## Task instructions
Copy the entries below verbatim, keeping every line as it appears.

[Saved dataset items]
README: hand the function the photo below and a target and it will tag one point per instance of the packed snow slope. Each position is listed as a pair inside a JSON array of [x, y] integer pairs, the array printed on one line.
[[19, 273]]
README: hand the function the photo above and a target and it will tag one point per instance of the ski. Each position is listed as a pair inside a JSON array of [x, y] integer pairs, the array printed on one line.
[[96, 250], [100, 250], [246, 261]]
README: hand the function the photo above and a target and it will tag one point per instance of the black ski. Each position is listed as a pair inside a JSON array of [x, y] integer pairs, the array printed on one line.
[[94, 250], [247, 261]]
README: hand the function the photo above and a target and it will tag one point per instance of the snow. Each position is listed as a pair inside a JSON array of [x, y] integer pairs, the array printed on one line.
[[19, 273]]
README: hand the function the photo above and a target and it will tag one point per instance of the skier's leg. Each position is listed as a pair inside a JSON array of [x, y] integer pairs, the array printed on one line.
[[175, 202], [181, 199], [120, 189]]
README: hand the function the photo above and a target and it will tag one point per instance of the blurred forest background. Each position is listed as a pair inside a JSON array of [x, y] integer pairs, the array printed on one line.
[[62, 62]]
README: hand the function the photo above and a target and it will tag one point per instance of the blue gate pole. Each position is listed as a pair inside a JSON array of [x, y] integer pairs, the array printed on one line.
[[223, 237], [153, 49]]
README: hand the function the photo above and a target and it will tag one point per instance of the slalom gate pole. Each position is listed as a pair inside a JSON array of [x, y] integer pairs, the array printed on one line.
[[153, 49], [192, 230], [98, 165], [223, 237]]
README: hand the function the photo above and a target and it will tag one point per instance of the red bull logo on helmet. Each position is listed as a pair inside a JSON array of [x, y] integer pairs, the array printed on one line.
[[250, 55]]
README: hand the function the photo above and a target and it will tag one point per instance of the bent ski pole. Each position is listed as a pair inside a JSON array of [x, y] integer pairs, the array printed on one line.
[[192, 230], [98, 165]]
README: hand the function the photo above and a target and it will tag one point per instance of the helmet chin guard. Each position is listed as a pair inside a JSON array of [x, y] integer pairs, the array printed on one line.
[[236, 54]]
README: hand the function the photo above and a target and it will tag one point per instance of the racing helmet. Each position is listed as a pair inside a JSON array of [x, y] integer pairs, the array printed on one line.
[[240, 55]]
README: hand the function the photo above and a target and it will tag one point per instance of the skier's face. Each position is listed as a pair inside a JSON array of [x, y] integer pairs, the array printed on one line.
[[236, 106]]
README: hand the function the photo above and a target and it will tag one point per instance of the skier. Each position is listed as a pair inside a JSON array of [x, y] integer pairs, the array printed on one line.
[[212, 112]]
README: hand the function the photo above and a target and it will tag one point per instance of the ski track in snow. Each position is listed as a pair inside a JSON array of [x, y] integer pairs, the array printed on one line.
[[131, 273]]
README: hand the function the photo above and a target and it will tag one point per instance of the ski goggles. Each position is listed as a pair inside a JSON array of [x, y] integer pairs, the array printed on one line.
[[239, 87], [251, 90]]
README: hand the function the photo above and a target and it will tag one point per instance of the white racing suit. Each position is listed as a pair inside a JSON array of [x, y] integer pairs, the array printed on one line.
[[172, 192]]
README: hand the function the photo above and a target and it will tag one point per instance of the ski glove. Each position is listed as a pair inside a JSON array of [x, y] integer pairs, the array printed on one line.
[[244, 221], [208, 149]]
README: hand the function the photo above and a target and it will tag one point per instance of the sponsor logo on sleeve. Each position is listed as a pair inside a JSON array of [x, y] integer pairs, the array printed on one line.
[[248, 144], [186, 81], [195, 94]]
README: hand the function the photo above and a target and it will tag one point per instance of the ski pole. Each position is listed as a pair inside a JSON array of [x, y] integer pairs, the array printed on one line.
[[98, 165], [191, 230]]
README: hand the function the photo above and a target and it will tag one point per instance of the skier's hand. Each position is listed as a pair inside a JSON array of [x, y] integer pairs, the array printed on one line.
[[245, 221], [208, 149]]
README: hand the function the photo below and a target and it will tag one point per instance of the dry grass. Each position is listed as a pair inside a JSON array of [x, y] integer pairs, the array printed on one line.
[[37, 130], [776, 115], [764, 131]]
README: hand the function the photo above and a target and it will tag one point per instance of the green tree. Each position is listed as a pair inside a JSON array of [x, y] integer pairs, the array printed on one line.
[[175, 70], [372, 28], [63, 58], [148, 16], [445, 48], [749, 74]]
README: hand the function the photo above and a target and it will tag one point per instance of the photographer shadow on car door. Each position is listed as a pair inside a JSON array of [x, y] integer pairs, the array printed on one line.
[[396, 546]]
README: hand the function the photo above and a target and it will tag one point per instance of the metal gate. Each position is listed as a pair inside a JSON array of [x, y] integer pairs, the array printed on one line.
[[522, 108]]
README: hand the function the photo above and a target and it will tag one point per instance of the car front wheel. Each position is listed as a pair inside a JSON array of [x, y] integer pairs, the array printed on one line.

## Result for this exercise
README: hand the function the photo below and a target and it will tag one point per instance of the packed snow slope. Each position is listed as a pair inside a JSON array of [x, y] integer pairs, the array printed on one line.
[[19, 273]]
README: hand the function the photo above and a target and it will tag one point per instance of the ski. Each position is listed as a pair inside a JSON array of [x, y] integer pairs, the array printed on one line.
[[96, 250], [100, 250], [246, 261]]
README: hand the function the photo above and a target and it will tag one point per instance of the black ski. Each position is listed as a pair inside a JSON array of [x, y] integer pairs, the array printed on one line.
[[94, 250], [247, 261]]
README: hand the function the photo above and a target and it will tag one point per instance of the snow. Each position is listed as a pair inside a JSON array of [x, y] integer pairs, the array printed on one line.
[[19, 273]]
README: hand the function the photo above and a target and it will tag one point per instance of the skier's leg. Each position is listed as a pair inside a JSON array of [x, y] integer pairs, the array printed on one line.
[[175, 202], [181, 199], [120, 189]]
README: hand the function the photo above and a target and it will tag one point per instance of the blurred forest background. Each position is listed as a pair inside a JSON array of [x, y] integer pairs, the array printed on one line.
[[62, 62]]
README: hand the function the photo above and a target and it will tag one point per instance of the blue gate pole. Each position is listed as a pair inside a JSON array of [x, y] integer pairs, the array printed on one line.
[[223, 237], [153, 49]]
README: hand the function the photo above and a target and it will tag one point per instance of the slalom gate pole. Each position is listed as a pair inside a JSON array of [x, y] integer pairs, the array printed on one line.
[[153, 49], [192, 230], [98, 165], [223, 237]]
README: hand the function the photo above and a target and it will tag one point per instance of the red bull logo on helmet. Each position is listed as a pair inside a JSON array of [x, y] integer pairs, the array printed on one line.
[[250, 55]]
README: hand the function the photo above and a target and it will tag one point per instance of the bent ski pole. Each position is listed as a pair inside a JSON array of [x, y] integer pairs, the array printed on one line.
[[192, 230], [98, 165]]
README: hand the function the photo above and a target and it will tag one point per instance of the helmet chin guard. Each position is listed as a pair inside a JSON array of [x, y] integer pairs, the array printed on one line.
[[236, 54]]
README: hand the function the photo above and a target and it will tag one point per instance of the racing helmet. Each position is listed as a pair inside a JSON array of [x, y] integer pairs, the array printed on one line.
[[240, 55]]
README: hand the function the photo above and a target and it will tag one point per instance of the skier's face. Each position is listed as a pair inside a JSON array of [x, y] integer pairs, the array printed on one line.
[[236, 106]]
README: hand the function the photo above and a target and it will tag one point per instance of the skier. Each position is listed as a pair inside a JSON array of [x, y] integer pairs, the array printed on one line.
[[212, 112]]
README: hand the function the photo above and a target and it will tag one point per instance of the ski track in snow. Each position is listed as a pair inside a JSON array of [x, y] integer pairs, the array printed on one line.
[[131, 273]]
README: hand the function the photo above and a target and it will tag one point per instance of the ski goggles. Each position is listed as a pair inside a JSON array of [x, y] integer pairs, the array printed on one line.
[[239, 87], [251, 90]]
README: hand the function the photo above and a target and it will tag one point per instance of the white racing suit. Each position is listed as a pair inside a JSON array of [x, y] integer pairs, the array printed on one line.
[[172, 192]]
README: hand the function the photo above and a target and it will tag one point per instance of the ski glove. Each position is listed as a pair inside a JSON array of [x, y] integer pairs, the array printed on one line.
[[244, 221], [208, 149]]
README: hand the function the photo above and a target and it will tag one point per instance of the sponsor logo on sleeve. Each position is listed as a pair inside a JSON array of [x, y] integer pairs, the array printed on one line.
[[248, 144], [186, 81], [195, 94]]
README: hand the function the photo above and a target and it will tag one point per instance of the ski pole. Each position is listed as a pair inside a JSON array of [x, y] integer pairs, the array printed on one line.
[[98, 165], [191, 230]]
README: hand the function the photo above and a target and it will tag one point per instance of the skier's hand. Each position is listed as a pair inside a JSON array of [x, y] integer pairs, the array printed on one line.
[[245, 221], [208, 149]]
README: hand the function the photo below and a target and it will tag one point per instance of the dry grass. Each position is listed as a pair inside a JSON array of [x, y] integer pairs, the array printed on one line.
[[37, 130], [776, 115], [764, 131]]
README: hand the function the photo above and a target and it will tag one point per instance of the green tree. Each position is listed as a pair inside a JSON array of [x, y] integer pairs, the array printed on one line.
[[175, 70], [372, 28], [63, 58], [148, 16], [445, 48], [749, 74]]
README: hand the function the photo above and a target and it will tag one point per instance of the photographer shadow on car door. Each position is listed as a pair inside a JSON array of [x, y] integer pairs, the array printed on one line.
[[396, 546]]
README: hand the function the photo above and a target and it will tag one point per instance of the metal gate. Each position is listed as a pair inside a JSON array of [x, y] integer pairs, the array printed on one line.
[[522, 108]]
README: hand the function the photo above and a target and it will tag one point per instance of the car front wheel. Each position is listed as a pair inside a JSON array of [x, y] integer pairs, the array printed on one line.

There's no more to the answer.